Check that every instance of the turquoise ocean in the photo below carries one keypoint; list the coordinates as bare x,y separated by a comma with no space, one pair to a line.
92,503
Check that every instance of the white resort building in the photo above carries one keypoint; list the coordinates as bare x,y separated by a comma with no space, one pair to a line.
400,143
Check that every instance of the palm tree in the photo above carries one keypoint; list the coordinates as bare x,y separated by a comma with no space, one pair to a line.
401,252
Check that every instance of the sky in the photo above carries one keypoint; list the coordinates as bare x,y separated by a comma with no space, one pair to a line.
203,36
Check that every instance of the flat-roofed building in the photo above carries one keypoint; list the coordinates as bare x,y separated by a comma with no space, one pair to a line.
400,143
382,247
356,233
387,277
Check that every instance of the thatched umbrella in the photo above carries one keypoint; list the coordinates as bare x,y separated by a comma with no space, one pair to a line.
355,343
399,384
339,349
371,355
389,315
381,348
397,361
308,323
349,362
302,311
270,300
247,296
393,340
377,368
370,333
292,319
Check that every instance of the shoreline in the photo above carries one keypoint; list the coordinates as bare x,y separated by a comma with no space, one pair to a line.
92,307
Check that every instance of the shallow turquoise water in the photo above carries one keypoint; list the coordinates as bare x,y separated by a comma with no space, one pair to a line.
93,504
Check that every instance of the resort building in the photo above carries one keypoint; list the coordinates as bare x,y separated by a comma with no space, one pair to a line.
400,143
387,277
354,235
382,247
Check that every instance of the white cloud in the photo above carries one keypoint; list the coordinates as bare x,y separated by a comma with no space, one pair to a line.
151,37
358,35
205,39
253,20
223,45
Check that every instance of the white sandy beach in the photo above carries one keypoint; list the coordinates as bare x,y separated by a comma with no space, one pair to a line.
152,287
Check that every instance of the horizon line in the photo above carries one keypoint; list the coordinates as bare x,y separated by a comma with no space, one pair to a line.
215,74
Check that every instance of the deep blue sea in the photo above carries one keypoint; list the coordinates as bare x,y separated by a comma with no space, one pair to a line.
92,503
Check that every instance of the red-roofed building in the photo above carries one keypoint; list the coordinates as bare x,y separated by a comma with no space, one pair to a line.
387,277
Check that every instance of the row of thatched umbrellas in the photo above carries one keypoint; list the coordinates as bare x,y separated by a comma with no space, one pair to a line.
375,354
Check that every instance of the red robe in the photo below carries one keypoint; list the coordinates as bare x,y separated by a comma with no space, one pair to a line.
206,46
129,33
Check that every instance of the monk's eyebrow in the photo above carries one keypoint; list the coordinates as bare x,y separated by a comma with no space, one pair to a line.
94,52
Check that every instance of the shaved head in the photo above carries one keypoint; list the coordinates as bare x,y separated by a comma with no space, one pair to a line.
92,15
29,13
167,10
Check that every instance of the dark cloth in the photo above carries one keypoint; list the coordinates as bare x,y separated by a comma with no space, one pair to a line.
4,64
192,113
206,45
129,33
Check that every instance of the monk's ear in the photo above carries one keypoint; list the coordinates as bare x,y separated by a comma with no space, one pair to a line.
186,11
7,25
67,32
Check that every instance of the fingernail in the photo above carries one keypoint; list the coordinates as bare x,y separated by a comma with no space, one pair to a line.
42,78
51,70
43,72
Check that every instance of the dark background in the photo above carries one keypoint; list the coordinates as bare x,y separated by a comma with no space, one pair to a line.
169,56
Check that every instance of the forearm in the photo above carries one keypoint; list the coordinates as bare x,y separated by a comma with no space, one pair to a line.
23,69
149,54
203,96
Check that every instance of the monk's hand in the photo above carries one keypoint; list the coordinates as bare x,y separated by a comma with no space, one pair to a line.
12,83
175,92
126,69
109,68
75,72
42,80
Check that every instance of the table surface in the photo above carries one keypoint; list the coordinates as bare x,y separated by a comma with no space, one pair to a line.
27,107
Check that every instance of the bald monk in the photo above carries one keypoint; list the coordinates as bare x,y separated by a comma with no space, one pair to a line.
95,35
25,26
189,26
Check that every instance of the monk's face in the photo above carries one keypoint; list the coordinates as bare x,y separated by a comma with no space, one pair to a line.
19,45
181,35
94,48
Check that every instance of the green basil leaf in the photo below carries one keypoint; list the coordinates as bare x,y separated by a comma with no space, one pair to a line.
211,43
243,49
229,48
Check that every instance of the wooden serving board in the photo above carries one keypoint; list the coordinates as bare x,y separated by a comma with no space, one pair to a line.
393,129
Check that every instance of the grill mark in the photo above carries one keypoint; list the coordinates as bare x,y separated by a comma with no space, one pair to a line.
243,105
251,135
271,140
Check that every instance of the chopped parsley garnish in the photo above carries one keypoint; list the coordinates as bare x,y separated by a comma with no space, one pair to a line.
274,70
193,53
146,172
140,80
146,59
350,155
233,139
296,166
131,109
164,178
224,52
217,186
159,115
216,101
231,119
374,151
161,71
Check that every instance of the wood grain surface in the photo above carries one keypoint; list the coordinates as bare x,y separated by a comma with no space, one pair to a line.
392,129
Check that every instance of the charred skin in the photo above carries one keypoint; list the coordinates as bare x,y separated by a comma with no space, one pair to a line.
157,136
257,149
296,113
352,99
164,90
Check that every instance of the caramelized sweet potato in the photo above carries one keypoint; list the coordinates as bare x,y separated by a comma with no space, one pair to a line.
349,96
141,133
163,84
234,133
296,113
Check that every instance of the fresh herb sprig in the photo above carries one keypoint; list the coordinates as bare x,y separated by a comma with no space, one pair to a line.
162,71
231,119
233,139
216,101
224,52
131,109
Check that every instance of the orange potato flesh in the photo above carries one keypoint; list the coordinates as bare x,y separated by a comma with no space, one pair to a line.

════════

PROBLEM DETAILS →
Copy the entries word for word.

EXPECTED OUTPUT →
Check that every instance of the turquoise ocean in the photo below carries one keypoint; list the coordinates as bare x,y separated by a comma with no space, one pair to a line.
92,503
Check that every instance of the white resort building in the photo above carries one keypoint; list the coordinates as bare x,y separated by a comma with no space, one pair to a line.
400,143
Check that every instance of the palm tree in the photo above carries one keypoint; list the coordinates as bare x,y separated by a comma with no space, one pair to a line.
401,252
Check that every instance of the sky in the photo above carries one keypoint; list the coordinates as bare x,y separated by a comma with no space, one pair to a line.
203,36
Check that every instance of the flat-roofed building in the photo above carries one keypoint; list the coordinates as bare x,y separated by a comma with no space, one pair to a line.
400,143
382,247
356,233
387,277
Check that every instance of the thatched umbrella in the photo above carries one keypoint; list the coordinates as bare x,y separated by a comma with no space, one pair to a line.
355,343
399,384
339,349
371,355
389,315
381,348
397,361
308,323
349,362
302,311
270,300
247,296
393,340
377,368
370,333
292,319
Check that every instance of the shoreline in the photo above carries one keypoint; list the coordinates as bare x,y separated by a comma with no space, one pair to a line.
92,307
Check that every instance of the shallow turquoise water in the photo above carries one keypoint; list the coordinates as bare x,y separated by a comma with no space, one pair to a line.
93,504
Check that every instance of the resort building in the photo above carries one keypoint; list the coordinates as bare x,y separated by a comma with no space, one pair to a line.
400,143
387,277
354,235
382,247
Check that every instance of the white cloud in the photo above carries one keypoint; list the coordinates as bare x,y separated by a comma with no space, one pair to a line.
151,37
358,35
205,39
253,20
223,45
Check that every instance of the white sandy beach in the photo above carries one keypoint; list the coordinates as bare x,y separated by a comma with no space, one pair to a line.
152,287
Check that every instance of the horizon line in the photo above carries one keypoint; list the coordinates as bare x,y separated by a comma with no space, one pair to a line.
215,74
Check that every instance of the deep blue sea in the photo above carries one keypoint; list the coordinates as bare x,y separated by a comma with no space, one pair to a line.
92,503
Check that every instance of the red-roofed building in the photo above carries one keypoint; list the coordinates as bare x,y separated by a comma with no space, one pair to a line.
387,277
Check that every instance of the row of thatched umbrellas in the photo above carries one keypoint; list the coordinates as bare x,y separated by a comma with no space, one pair to a line.
375,354
Check that every instance of the red robe in the photo below carries one keypoint; list the coordinates as bare x,y separated by a comma with no space, one pair to a line.
206,46
129,33
Check that every instance of the monk's eyebrow in the photo above carries one keypoint; list the coordinates as bare x,y separated by a comma with no space, one pair to a line.
94,52
Check that every instance of the shaved head in the photo above carries one keypoint; list the coordinates as bare x,y separated by a comma with no space, one pair to a line.
92,15
29,13
167,10
Check that every instance of the dark cloth in the photo above carries one keypoint; list the coordinates as bare x,y separated by a comma with no space, one pair to a line.
4,64
192,113
206,45
129,33
Check that every instance of the monk's ear in the photo above carries one keypoint; list the coordinates as bare x,y separated by a comma with no space, one pair to a line.
186,11
7,25
67,32
Check that every instance of the fingernail in the photo above carries one keypoint; list the coordinates as bare x,y separated by a comma with no space, one pair to a line.
42,78
51,70
43,72
Check that every instance of the dark background in the photo above carries one keypoint; list the coordinates as bare x,y separated by a comma with no space, one pair to a line.
169,56
Check that every instance of the forearm in the photo above carries one keypoint; list the coordinates as bare x,y separated by a comma with no space, one pair to a line.
23,69
149,54
203,96
Check that every instance of the monk's hand in the photo above carries one keypoint; list the coordinates as bare x,y separated by a comma with no space, one pair to a line.
12,83
175,92
126,69
109,68
75,72
42,80
Check that every instance of the table surface in the photo above carries one keypoint; list the coordinates as bare x,y separated by a comma with no space, one pair to a line.
27,107
Check that every instance of the bald monk in the photo above carries one keypoint; list the coordinates as bare x,y separated by a comma with no space, one pair to a line.
95,35
25,26
189,26
Check that every instance of the monk's face in the photo above carries one keypoint; list the coordinates as bare x,y separated by a comma with no space, one pair to a line.
19,45
181,35
94,48
Check that every instance of the green basil leaf in the photo below carries one keypoint; list the coordinates as bare x,y separated by a comma with no space, one pair to a line.
211,43
243,49
229,48
Check that every instance of the wooden serving board in the photo above carries one keypoint; list the coordinates as bare x,y separated by a comma with no space, one pair to a line.
393,129
Check that every instance of the grill mark in the photo above carries one keypoint; list the coordinates as bare x,y separated by a comma with no space, one pair to a line.
243,105
251,135
271,140
Check that every instance of the chopped parsley garnish in the photo above carries one keypoint; list the coordinates as bare x,y separated by a comma with no space, one pair to a line.
274,70
193,53
146,172
140,80
146,59
350,155
233,139
296,166
131,109
164,178
224,52
217,186
159,115
216,101
231,119
374,151
161,71
Check that every instance of the wood grain surface in the photo above carries one keypoint; list the coordinates as bare x,y separated by a comma with no space, one pair to a line.
392,129
Check that every instance of the charred skin in the photo above carries one keypoint; list the coordinates as bare x,y separated by a comma with no space, one pair to a line.
157,136
257,149
296,113
352,99
164,90
Check that every instance of the caramelized sweet potato in the photo above carries one keypoint; list the coordinates as bare x,y separated by a comma with no space, one pair to a line.
349,96
141,133
163,84
234,133
296,113
Check that every instance of the fresh herb sprig in the photo above carries one keypoint; list the coordinates as bare x,y separated by a comma with no space, one pair to a line.
162,71
231,119
233,139
216,101
224,52
131,109
Check that every instance of the orange potato flesh in the photo above carries one keypoint; list the coordinates as bare x,y separated by a comma with no space, one pair to a line.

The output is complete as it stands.